=== THE RECORDS ===
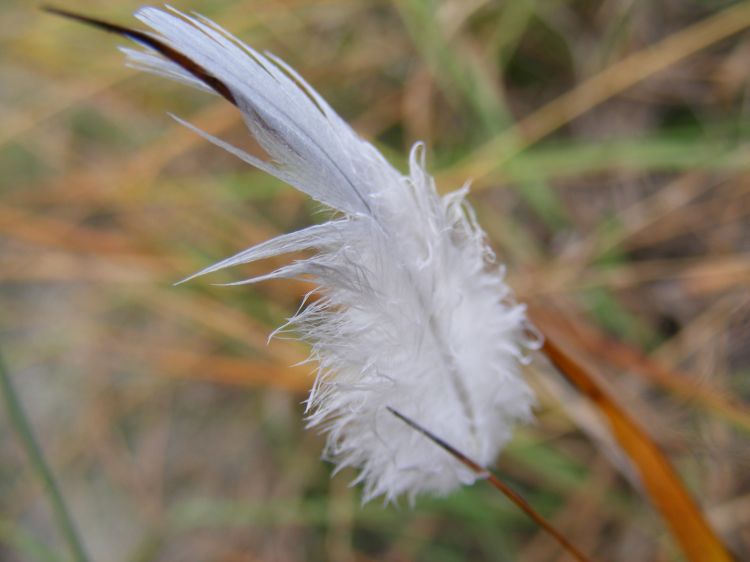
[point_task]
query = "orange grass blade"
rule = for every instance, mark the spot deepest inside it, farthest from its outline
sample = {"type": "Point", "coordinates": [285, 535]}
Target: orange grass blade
{"type": "Point", "coordinates": [683, 516]}
{"type": "Point", "coordinates": [485, 474]}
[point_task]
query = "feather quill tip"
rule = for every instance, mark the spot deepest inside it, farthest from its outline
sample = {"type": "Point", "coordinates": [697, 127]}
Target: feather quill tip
{"type": "Point", "coordinates": [411, 314]}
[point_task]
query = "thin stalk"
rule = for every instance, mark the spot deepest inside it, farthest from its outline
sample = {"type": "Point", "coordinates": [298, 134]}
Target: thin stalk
{"type": "Point", "coordinates": [682, 514]}
{"type": "Point", "coordinates": [509, 492]}
{"type": "Point", "coordinates": [20, 422]}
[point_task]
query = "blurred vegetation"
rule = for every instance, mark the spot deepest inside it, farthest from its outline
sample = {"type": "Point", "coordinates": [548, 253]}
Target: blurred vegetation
{"type": "Point", "coordinates": [608, 144]}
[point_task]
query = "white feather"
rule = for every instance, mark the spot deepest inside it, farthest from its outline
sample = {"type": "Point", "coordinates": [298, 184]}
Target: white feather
{"type": "Point", "coordinates": [411, 313]}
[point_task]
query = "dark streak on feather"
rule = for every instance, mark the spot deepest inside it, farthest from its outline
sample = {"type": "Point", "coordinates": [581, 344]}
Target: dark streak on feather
{"type": "Point", "coordinates": [149, 41]}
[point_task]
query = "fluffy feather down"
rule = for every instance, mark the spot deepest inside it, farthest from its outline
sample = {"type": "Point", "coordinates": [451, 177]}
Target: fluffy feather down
{"type": "Point", "coordinates": [411, 313]}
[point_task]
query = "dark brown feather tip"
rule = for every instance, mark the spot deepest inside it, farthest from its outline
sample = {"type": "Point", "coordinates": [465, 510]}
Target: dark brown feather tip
{"type": "Point", "coordinates": [151, 42]}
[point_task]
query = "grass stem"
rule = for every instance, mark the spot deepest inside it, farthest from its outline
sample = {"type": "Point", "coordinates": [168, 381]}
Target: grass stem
{"type": "Point", "coordinates": [20, 422]}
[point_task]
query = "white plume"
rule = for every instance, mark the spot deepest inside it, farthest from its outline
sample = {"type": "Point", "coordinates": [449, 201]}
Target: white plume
{"type": "Point", "coordinates": [410, 313]}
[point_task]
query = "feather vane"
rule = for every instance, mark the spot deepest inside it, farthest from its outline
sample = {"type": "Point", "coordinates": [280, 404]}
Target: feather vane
{"type": "Point", "coordinates": [412, 314]}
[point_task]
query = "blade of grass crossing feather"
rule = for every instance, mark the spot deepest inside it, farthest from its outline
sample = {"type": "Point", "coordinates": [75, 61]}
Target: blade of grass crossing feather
{"type": "Point", "coordinates": [485, 474]}
{"type": "Point", "coordinates": [688, 525]}
{"type": "Point", "coordinates": [20, 422]}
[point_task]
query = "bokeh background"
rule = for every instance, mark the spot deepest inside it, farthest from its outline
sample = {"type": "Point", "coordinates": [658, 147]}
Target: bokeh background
{"type": "Point", "coordinates": [608, 143]}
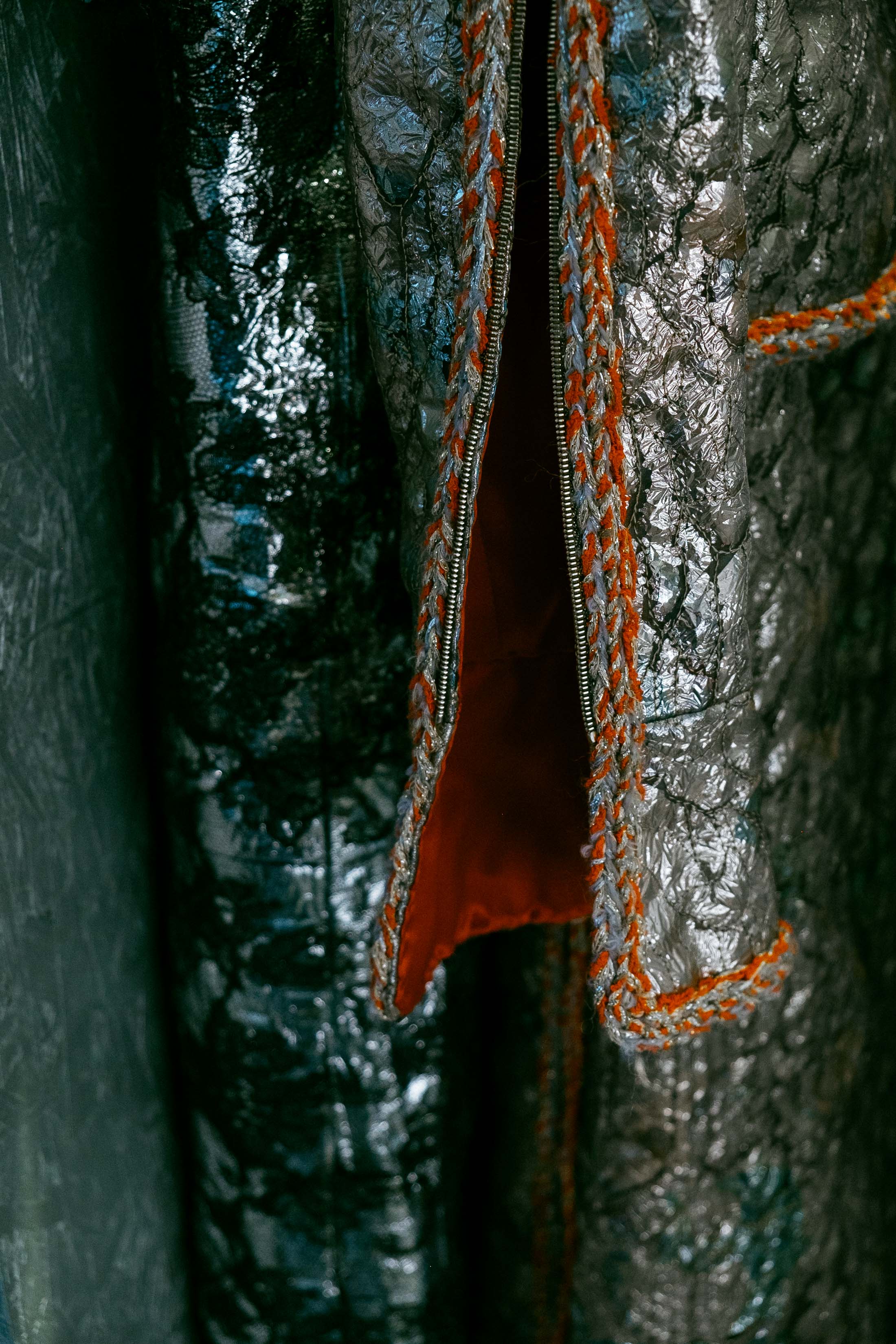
===
### TASK REQUIREMENTS
How many of the lines above contain the string "brown"? Reply with the number alone.

### COMPLETED EXERCISE
2